EXERCISE: Recast the listing, from the line containing "Task: confirm every instance of the ceiling fan bears" through the line containing "[[153, 233], [50, 230], [541, 213]]", as a Markdown table with the columns Row and Line. Number each row and leave out blank lines.

(Pointing records for named objects)
• • •
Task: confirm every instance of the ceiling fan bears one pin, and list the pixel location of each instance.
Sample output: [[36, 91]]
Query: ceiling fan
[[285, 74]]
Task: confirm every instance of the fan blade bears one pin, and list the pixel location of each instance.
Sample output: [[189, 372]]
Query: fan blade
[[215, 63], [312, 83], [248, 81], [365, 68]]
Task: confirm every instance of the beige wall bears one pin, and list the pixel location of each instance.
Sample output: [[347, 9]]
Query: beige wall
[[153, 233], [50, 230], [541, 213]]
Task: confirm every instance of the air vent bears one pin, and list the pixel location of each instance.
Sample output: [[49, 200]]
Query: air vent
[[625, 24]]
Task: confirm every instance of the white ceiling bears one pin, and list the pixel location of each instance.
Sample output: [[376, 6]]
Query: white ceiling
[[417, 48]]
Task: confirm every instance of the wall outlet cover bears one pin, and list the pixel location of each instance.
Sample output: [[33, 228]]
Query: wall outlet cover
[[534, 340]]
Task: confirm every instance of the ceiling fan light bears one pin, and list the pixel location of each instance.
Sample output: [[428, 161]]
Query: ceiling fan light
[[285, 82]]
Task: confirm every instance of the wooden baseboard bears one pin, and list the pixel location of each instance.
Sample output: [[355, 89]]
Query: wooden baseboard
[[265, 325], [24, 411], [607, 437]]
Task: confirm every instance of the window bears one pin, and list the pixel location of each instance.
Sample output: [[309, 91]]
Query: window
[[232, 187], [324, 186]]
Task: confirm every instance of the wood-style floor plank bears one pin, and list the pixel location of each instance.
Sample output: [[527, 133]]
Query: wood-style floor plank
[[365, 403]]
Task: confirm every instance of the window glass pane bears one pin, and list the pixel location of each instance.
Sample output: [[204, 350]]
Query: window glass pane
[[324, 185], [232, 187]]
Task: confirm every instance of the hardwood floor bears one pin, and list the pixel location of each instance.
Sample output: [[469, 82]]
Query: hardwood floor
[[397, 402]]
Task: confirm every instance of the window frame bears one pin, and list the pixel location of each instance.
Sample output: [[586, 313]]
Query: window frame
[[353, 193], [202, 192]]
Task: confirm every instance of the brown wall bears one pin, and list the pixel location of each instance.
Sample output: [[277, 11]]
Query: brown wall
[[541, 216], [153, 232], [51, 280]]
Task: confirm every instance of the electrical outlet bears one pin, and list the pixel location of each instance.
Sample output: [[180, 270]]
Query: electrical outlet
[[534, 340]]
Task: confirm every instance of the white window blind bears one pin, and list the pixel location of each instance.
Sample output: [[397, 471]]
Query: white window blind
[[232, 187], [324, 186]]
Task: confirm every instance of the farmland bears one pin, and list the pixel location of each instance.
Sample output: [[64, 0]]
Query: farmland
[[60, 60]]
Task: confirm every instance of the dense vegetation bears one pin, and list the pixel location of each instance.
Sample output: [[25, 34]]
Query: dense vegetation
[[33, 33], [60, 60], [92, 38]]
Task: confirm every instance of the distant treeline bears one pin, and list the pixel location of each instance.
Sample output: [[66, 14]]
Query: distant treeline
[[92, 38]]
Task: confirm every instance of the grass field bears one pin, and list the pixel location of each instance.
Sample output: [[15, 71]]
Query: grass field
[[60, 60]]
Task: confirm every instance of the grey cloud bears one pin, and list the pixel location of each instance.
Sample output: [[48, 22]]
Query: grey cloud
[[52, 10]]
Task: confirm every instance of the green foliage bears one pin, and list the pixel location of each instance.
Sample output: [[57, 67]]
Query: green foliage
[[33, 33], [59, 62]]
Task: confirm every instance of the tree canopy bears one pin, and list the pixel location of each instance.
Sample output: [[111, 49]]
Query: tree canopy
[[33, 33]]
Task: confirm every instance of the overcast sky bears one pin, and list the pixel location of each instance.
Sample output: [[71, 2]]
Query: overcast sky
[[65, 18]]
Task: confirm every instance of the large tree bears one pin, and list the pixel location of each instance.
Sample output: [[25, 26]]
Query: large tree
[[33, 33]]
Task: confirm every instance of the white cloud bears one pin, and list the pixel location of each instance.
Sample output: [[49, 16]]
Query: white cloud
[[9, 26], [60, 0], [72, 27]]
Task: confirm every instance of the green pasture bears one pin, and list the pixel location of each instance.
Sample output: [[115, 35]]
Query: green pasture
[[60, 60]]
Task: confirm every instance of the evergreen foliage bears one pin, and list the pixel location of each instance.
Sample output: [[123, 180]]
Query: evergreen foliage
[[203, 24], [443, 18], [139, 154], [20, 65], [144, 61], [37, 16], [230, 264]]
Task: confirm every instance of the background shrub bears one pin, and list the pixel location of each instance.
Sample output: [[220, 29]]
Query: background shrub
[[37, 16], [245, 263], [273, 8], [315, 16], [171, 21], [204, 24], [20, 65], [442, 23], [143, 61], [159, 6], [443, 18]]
• • •
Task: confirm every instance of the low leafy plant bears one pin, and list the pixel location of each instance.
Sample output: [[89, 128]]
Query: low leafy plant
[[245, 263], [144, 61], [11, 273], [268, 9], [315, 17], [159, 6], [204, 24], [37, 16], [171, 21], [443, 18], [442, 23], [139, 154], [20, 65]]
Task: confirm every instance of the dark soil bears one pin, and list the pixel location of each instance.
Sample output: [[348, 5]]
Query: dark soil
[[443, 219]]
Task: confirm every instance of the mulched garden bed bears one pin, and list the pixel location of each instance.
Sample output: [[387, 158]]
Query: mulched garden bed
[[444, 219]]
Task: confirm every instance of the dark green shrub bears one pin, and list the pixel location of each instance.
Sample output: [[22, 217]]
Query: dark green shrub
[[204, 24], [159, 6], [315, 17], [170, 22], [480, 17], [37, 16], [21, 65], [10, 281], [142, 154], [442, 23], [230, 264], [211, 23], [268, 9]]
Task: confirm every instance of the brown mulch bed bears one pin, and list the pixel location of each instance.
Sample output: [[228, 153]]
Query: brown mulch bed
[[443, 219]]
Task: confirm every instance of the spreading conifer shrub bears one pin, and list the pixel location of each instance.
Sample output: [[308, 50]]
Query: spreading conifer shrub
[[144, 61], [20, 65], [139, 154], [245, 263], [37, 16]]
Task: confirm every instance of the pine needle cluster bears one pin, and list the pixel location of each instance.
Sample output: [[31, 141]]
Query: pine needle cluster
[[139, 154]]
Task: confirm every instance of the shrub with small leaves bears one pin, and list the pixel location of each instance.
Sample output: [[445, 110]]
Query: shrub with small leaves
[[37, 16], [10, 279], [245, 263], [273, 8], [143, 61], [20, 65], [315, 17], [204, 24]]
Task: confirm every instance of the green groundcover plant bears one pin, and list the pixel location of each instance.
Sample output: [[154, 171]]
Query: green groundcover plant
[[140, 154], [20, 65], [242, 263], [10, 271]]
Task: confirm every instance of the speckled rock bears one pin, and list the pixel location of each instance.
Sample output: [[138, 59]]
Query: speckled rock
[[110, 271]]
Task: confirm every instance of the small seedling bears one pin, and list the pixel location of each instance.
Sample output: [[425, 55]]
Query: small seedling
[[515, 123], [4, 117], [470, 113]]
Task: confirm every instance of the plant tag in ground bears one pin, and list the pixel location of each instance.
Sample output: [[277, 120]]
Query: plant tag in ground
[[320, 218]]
• • •
CORRECT RESULT:
| Row | Line |
|---|---|
| 1 | Task: confirm every instance of the ceiling fan bears one pin, and list the pixel location of each instance. |
| 2 | Sample output: [[36, 91]] |
| 3 | Query: ceiling fan |
| 4 | [[285, 74]] |
| 5 | Task: confirm every instance of the fan blade bears one pin, and list the pixel location of each instance. |
| 6 | Sample output: [[189, 372]] |
| 7 | Query: fan blade |
| 8 | [[215, 63], [312, 83], [248, 81], [365, 68]] |
| 9 | Task: confirm every instance of the beige wall bears one pin, and list the pixel location of each instance. |
| 10 | Sample output: [[347, 9]] |
| 11 | Query: beige wall |
| 12 | [[153, 233], [50, 230], [541, 213]] |